▸ **Set task**
Transcribe all of the material exactly, except for its pictures.

(Dataset records about object locations)
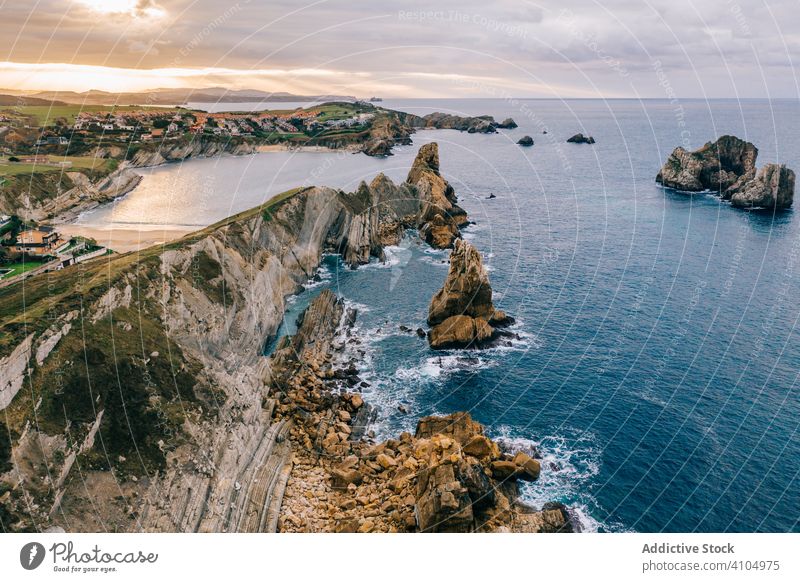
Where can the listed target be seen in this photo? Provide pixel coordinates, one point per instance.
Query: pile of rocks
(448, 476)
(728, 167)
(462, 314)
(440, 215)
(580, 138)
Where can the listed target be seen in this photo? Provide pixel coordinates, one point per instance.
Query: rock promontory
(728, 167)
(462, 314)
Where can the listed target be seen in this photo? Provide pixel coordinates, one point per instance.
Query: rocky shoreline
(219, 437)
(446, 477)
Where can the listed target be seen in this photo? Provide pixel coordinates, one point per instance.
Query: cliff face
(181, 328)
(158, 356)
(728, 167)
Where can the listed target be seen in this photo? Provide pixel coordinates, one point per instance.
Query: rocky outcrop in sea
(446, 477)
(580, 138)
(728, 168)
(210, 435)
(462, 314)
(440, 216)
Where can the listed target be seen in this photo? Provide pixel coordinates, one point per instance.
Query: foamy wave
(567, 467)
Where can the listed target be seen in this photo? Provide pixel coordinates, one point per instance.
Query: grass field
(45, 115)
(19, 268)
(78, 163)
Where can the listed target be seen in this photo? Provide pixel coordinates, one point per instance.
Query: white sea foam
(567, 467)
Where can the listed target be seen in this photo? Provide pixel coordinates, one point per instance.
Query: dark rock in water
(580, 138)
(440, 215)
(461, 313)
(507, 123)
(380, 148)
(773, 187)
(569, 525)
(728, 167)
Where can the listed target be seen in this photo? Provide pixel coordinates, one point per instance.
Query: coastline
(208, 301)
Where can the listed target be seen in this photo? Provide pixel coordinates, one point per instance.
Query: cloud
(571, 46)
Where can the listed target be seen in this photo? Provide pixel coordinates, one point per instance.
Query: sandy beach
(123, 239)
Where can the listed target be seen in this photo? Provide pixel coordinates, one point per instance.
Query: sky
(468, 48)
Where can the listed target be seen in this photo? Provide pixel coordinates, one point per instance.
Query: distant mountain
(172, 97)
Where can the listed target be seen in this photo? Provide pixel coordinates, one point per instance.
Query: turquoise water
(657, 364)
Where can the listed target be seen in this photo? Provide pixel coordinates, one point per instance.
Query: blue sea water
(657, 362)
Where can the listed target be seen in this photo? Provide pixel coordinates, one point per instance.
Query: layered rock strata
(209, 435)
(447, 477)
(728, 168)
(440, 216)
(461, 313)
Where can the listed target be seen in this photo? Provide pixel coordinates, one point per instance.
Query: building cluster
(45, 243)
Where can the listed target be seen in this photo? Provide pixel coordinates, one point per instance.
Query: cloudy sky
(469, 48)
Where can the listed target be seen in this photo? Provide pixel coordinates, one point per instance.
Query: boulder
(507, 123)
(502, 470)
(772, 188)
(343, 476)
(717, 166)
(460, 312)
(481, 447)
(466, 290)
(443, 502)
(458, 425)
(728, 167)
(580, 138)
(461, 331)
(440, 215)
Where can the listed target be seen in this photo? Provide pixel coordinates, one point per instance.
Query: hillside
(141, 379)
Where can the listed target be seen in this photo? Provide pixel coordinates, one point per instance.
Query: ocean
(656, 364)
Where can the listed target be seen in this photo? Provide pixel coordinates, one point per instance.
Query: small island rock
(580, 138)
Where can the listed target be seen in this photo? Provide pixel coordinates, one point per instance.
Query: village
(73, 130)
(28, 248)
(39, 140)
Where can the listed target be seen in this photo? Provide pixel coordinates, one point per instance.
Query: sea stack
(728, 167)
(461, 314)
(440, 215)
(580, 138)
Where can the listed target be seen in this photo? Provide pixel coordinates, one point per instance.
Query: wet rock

▸ **Response**
Where can the listed target be seen in this photo? Provide pixel coordinates, one point per instance.
Query: pile of rocks
(448, 476)
(728, 167)
(462, 314)
(440, 215)
(580, 138)
Where can the listed target be seen in this photo? Provide pixel coordinates, one point per instance.
Query: rock promontory
(728, 167)
(462, 314)
Where can the listed target be seen in this photo? Provide pixel coordinates, one point per instance.
Query: rocky shoreline
(219, 437)
(446, 477)
Where can the listed target be seen in this photo? Provide pixel coordinates, one point per instance.
Query: cliff face
(181, 328)
(158, 356)
(728, 167)
Where can the listed target be seen in this photo? Provide pixel coordinates, one point per instance.
Query: rocky outcrop in sea
(446, 477)
(580, 138)
(728, 168)
(210, 435)
(462, 314)
(440, 216)
Where can the listed target be seen in this photo? Provide pixel coordinates, one point per instance.
Query: foamy wave
(567, 467)
Where can the listed target be seen in this photo? Provide pixel coordinates, one point per instance.
Query: grass field
(45, 115)
(19, 268)
(78, 163)
Where can the listed target be seen in this photo? Provide pixel coordinates, one point per instance.
Query: white sea foam
(567, 467)
Where can the listed target be seen in this photo? Provide pixel coordinates, one point per instance.
Query: dark rock in water
(580, 138)
(440, 215)
(461, 313)
(507, 123)
(380, 148)
(773, 187)
(569, 525)
(728, 167)
Where can the listed target be seen in this photo? Provide pixel coordinates, one point per instance.
Query: coastline
(208, 301)
Where can the listed target be seen in this photo? Provide pixel coordinates, one point per instance.
Query: cloud
(571, 46)
Where can the listed target be seen in this photo? Provide pixel coordinates, one point per instance.
Query: sandy beach
(123, 239)
Where can the listed target be seen in this photo? Provide pixel coordinates, one point per instance.
Query: sky
(468, 48)
Where can the listed target be seen in this photo? Provide pixel coordinates, one point per instance.
Query: distant mountain
(172, 97)
Where can the listed target be seen in this photo? Provide pixel coordinates, one point per instance.
Query: turquoise water
(657, 364)
Where can the listed target be seen in this photo? Provide pixel coordinates, one point per instance.
Query: blue sea water
(657, 362)
Where can the listed target be seen in this photo? Provide pixel coordinates, one point per instance.
Query: layered rock strata
(209, 435)
(447, 477)
(728, 168)
(440, 216)
(461, 313)
Where can the listed target be seen in this photo? Provide pixel coordinates, one point per instance.
Query: building cluster
(45, 243)
Where can the listed target be seen in this photo? Provide pixel coordinates, one point per instance.
Query: cloudy sky
(469, 48)
Where can the listed target be seen in this photo? Provide pixel coordinates, one point per instance.
Query: boulder
(507, 123)
(502, 470)
(772, 188)
(343, 476)
(717, 166)
(460, 312)
(481, 447)
(466, 290)
(443, 502)
(458, 425)
(728, 167)
(580, 138)
(461, 331)
(440, 215)
Where can the listed target be seen in this photo? Provide pixel coordinates, one point per instance.
Query: hillside
(141, 379)
Where can the listed target be seen in this photo? Provide pixel coordinates, one point per instance.
Query: ocean
(656, 364)
Where can the listed target be seen in this photo? Provide pixel coordinates, one point per instance.
Query: small island rock
(580, 138)
Where can the listed target be seen in this photo? Provide pixel coordinates, one point per instance.
Query: village
(73, 130)
(28, 248)
(39, 140)
Where can the listed target be seen in this photo? Provide pixel coordinates, one point per instance.
Query: sea stack
(728, 167)
(461, 314)
(440, 215)
(580, 138)
Where can the listed target be seen in this photo? Provide pixel coordinates, one point per instance.
Query: wet rock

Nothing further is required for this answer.